— START OF Records for this task —

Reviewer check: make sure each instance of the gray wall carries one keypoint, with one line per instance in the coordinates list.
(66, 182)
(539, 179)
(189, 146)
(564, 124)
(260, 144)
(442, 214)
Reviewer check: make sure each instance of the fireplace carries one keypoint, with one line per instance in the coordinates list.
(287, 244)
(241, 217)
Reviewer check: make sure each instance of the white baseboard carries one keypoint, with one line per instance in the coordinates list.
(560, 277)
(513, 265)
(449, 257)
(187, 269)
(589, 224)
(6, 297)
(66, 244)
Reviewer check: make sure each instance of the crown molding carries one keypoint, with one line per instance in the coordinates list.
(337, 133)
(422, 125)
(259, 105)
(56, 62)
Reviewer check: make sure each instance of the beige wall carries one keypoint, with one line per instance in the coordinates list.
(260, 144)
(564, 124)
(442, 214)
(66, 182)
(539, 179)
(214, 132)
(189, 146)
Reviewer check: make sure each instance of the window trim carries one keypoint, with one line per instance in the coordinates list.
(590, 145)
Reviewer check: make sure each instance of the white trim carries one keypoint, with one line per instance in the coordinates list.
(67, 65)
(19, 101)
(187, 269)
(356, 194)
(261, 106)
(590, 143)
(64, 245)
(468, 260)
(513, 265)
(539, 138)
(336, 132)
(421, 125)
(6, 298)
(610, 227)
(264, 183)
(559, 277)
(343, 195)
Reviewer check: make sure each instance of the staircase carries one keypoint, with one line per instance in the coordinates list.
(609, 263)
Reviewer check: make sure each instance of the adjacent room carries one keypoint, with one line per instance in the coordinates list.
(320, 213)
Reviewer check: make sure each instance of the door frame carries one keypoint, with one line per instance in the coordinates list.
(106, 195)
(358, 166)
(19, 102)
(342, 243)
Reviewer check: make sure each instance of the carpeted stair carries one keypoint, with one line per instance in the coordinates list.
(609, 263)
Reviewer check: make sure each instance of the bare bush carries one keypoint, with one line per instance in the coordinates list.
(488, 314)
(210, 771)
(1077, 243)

— END OF Records for this task —

**Written task:** Every record above needs to be repeated word for word.

**Answer in full:**
Reviewer check: make sure each instance of the gray wall carries one keypoint, with one line per instance in the coordinates list.
(66, 182)
(539, 179)
(189, 146)
(564, 124)
(260, 144)
(442, 214)
Reviewer check: make sure each instance of the fireplace carries one keypoint, with one line per instance in the coordinates list.
(287, 244)
(241, 217)
Reviewer check: make sure each instance of the white baseboard carries one keypoint, with one line per instance in the coordinates list.
(560, 277)
(513, 265)
(449, 257)
(187, 269)
(589, 224)
(6, 297)
(66, 244)
Reviewer check: make sure each instance of the crown molding carries one keypoint, with one line per instance in the coordinates list.
(337, 133)
(422, 125)
(259, 105)
(56, 62)
Reviewer check: make sure each instance of the beige wall carries one keypoint, with one line per instance in the coordinates list.
(260, 144)
(564, 124)
(442, 214)
(66, 182)
(539, 179)
(214, 132)
(189, 146)
Reviewer check: make sure each instance of the window trim carries one keypoint, with one line per instance in the coordinates list.
(590, 145)
Reviewer check: make sure each instance of the white trim carries one keypoint, with one line per instance in the coordinates list.
(67, 65)
(19, 101)
(187, 269)
(356, 194)
(261, 106)
(590, 143)
(64, 245)
(468, 260)
(513, 265)
(539, 138)
(336, 132)
(421, 125)
(6, 298)
(610, 227)
(264, 183)
(559, 277)
(343, 195)
Reviewer check: make sure each instance of the staircase carries one keypoint, with one line per instance in the coordinates list.
(609, 263)
Reviewer check: make sure each instance of the adjacent room carries one keypoint, with one line per instance in the coordinates list.
(320, 213)
Reviewer check: make sure each instance of the door frame carries one keypoint, with one line per instance in the coordinates list.
(106, 195)
(358, 166)
(19, 102)
(342, 243)
Reviewer check: make sure each instance of the carpeted stair carries one keypoint, with one line per instance in the coordinates list.
(609, 263)
Reviewer check: make sure each instance of the bare bush carries one keypoint, with one line per instance in the coordinates list.
(488, 314)
(210, 771)
(1077, 243)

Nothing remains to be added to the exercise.